* [WHAT THIS TASK INVOLVES]:
Write down each entry again, exactly as it reads.

* [INPUT RECORDS]:
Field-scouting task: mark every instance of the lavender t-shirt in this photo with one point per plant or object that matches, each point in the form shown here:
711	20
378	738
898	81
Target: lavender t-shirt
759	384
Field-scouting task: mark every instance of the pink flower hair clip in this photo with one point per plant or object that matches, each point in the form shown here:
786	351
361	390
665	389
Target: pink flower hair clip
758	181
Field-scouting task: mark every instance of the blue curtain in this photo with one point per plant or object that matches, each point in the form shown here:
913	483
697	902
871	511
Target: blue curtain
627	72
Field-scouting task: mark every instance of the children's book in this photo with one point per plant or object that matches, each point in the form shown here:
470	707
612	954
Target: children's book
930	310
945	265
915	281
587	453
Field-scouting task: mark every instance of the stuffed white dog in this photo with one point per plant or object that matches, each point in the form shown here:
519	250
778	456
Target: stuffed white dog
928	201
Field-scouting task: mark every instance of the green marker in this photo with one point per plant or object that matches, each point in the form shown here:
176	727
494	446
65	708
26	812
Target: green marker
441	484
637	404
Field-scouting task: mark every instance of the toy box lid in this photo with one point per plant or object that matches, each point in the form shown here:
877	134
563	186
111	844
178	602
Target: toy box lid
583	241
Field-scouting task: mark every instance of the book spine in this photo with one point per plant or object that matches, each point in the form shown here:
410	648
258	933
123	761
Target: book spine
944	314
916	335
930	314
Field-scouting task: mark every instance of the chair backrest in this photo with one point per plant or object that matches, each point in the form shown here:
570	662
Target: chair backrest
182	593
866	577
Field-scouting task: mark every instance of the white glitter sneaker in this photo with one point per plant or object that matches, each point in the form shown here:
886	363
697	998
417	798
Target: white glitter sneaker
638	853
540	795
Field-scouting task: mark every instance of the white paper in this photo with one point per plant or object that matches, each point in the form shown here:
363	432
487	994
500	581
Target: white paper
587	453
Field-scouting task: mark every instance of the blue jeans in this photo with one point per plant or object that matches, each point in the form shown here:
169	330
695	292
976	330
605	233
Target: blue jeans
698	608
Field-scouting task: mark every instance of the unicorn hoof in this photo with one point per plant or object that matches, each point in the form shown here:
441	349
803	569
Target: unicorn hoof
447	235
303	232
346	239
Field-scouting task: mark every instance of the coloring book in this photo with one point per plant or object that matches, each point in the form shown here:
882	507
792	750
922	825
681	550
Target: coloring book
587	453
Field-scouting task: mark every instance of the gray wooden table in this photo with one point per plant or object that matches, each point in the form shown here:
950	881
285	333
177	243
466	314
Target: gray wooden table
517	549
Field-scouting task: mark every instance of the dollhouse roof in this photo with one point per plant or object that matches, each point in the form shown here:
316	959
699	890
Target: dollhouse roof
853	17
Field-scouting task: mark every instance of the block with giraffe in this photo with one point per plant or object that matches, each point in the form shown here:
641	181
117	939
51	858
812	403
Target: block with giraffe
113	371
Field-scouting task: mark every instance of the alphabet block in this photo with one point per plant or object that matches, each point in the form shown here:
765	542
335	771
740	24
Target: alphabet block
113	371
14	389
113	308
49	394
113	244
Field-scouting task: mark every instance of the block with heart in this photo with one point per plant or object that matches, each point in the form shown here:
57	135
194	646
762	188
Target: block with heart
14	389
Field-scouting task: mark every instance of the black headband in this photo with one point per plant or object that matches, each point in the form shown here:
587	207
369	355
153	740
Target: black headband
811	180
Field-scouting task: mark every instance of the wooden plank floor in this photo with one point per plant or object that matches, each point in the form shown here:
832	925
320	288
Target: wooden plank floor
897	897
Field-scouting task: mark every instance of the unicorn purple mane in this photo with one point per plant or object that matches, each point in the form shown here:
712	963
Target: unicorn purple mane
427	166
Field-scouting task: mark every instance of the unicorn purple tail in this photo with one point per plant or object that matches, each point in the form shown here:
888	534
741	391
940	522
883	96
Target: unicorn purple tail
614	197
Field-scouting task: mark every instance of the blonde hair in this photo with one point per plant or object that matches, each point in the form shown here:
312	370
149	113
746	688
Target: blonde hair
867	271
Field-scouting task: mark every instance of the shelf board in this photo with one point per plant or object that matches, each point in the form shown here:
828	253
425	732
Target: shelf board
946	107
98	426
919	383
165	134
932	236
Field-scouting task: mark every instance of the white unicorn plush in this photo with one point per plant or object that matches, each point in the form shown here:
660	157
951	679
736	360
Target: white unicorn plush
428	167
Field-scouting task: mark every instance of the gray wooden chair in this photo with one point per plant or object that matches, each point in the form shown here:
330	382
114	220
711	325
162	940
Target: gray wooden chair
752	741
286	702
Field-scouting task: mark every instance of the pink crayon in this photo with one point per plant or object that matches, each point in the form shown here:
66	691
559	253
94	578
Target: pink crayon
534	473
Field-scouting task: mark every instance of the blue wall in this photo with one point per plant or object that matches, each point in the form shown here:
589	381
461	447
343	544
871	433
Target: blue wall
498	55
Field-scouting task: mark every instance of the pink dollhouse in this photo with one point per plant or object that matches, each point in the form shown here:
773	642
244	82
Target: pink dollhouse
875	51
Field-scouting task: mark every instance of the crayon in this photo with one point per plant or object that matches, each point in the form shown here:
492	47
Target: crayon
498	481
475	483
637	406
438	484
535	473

* [COMPLETED EXERCISE]:
Field-scouting task: mark every instance of the lavender t-shirt in this photo with one point per plant or object that matches, each point in the form shown here:
711	20
378	738
898	81
Target: lavender t-shirt
759	384
Field-scouting task: mark every instance of the pink flower hair clip in this photo with one point per plant or object that matches, each point in the form shown here:
786	351
361	390
665	389
Target: pink flower hair clip
758	181
Field-scouting task: mark every instance of the blue curtain in this photo with one point per plant or object that matches, each point in the form shown here:
913	483
697	902
871	511
Target: blue curtain
627	72
Field-scouting task: mark every instance of the children's book in this photo with one point per plant or object that matches, each point in the form shown here:
470	707
612	954
Target: children's book
930	310
945	265
915	281
587	453
Field-scouting task: mark every instance of the stuffed white dog in this photo with one point per plant or object that matches, each point in the form shown here:
519	250
778	456
Target: stuffed white dog
928	201
Field-scouting task: mark every instance of the green marker in this photo with one point per plant or object that matches, each point in the form shown here:
176	727
494	446
65	708
26	812
Target: green marker
441	484
637	404
Field-scouting task: mark every instance of the toy box lid in this photo with one point per plant or object that matches, each point in the form shown here:
877	134
563	186
111	844
178	602
Target: toy box lid
583	241
Field-scouting task: mark every instance of the book spine in this photo with one point per plant or object that matches, each point in the form shown here:
410	648
258	933
123	761
Target: book spine
944	314
916	335
930	314
Field-scouting task: mark every instance of the chair backrest in this photo with one point per plant or object that matches, each point in the form shown here:
570	662
Target: chair backrest
182	593
866	577
Field-scouting task: mark every instance of the white glitter sneaker in this photo with one point per plant or object that matches, each point in the form shown here:
886	363
697	998
417	798
Target: white glitter sneaker
638	853
540	795
Field-scouting task: mark every instance of the white paper in this photo with one point per plant or object that matches, each point in the form shown here:
363	432
487	994
500	581
Target: white paper
587	453
Field-scouting task: mark every instance of the blue jeans in this photo with one point per plant or object that matches, each point in the form shown here:
169	330
695	292
976	330
605	233
Target: blue jeans
698	608
Field-scouting task: mark every instance of the unicorn hoof in this photo with one point per plant or object that matches, each point in the form shown here:
441	349
803	569
Target: unicorn hoof
447	235
303	232
346	239
Field-scouting task: mark every instance of the coloring book in this photo with one point per plant or object that matches, each point in the form shown here:
882	507
792	750
922	825
681	550
Target: coloring book
587	453
Field-scouting task: mark every instance of the gray wooden table in this photo with one point per plant or object that matches, each point in the form shown here:
950	881
285	333
177	243
466	314
Target: gray wooden table
517	549
Field-scouting task: mark every instance of the dollhouse roof in this photo with one point per plant or object that matches, each point in the form shown here:
316	959
699	890
Target: dollhouse roof
853	17
Field-scouting task: mark every instance of the block with giraffe in this photo with one point per plant or object that matches, each point in the form shown here:
641	181
117	939
51	858
812	403
Target: block with giraffe
113	371
Field-scouting task: mark every instance of the alphabet block in this photo with one point per plant or object that matches, each point in the form shown here:
765	542
335	771
740	24
Target: alphabet block
113	371
14	389
113	308
49	394
113	244
Field-scouting task: mark every instance of the block with heart in this photo with one point per plant or object that matches, each point in the form shown here:
57	135
194	646
762	188
Target: block with heart
14	389
Field-scouting task: mark every instance of the black headband in this photo with one point per plant or object that matches, each point in the form shown here:
587	207
369	355
153	740
Target: black headband
811	180
Field-scouting task: mark every instance of the wooden plank floor in this photo with one point per plant or object that matches, each point in the form shown here:
832	925
320	288
Target: wooden plank floor
897	897
Field-scouting task: mark every instance of the unicorn purple mane in this photo with one point per plant or object that matches, each point in the form shown here:
712	963
Target: unicorn purple mane
427	166
Field-scouting task: mark every instance of the unicorn purple tail in this photo with one point per plant or object that matches, each point in the form shown here:
888	534
741	391
940	522
883	96
Target: unicorn purple tail
614	197
Field-scouting task: mark every instance of the blonde hair in this photo with one point per plant or object that matches, each point in the form shown here:
312	370
149	113
746	688
Target: blonde hair
867	271
Field-scouting task: mark every instance of the shelf board in this photo with one point per plant or object that matches, each point in the form shown here:
828	253
425	732
Target: shelf board
946	107
98	426
919	383
165	134
932	236
Field-scouting task: mark every instance of the white unicorn plush in this photo with one point per plant or object that matches, each point in the form shown here:
660	157
951	679
736	360
Target: white unicorn plush
428	167
Field-scouting task: mark every instance of the gray wooden chair in this photo with one point per plant or object that matches, each point in the form shown here:
330	382
114	220
711	325
162	940
Target: gray wooden chair
752	741
286	702
Field-scouting task: mark every instance of the pink crayon in this photo with one point per plant or object that matches, each point in the form shown here:
66	691
559	253
94	578
Target: pink crayon
534	473
Field-scouting task: mark every instance of the blue wall in this photo with one point per plant or object that matches, each point in the form shown here:
589	381
461	447
343	544
871	433
Target: blue wall
498	55
Field-scouting task: mark every instance of the pink dollhouse in this photo with one point per plant or object that matches, each point in the form shown here:
773	642
244	82
Target: pink dollhouse
875	51
Field-scouting task: mark every instance of the crayon in this photo with one point per plant or object that matches, each point in the form shown here:
492	47
Target: crayon
498	481
475	483
637	406
438	484
535	473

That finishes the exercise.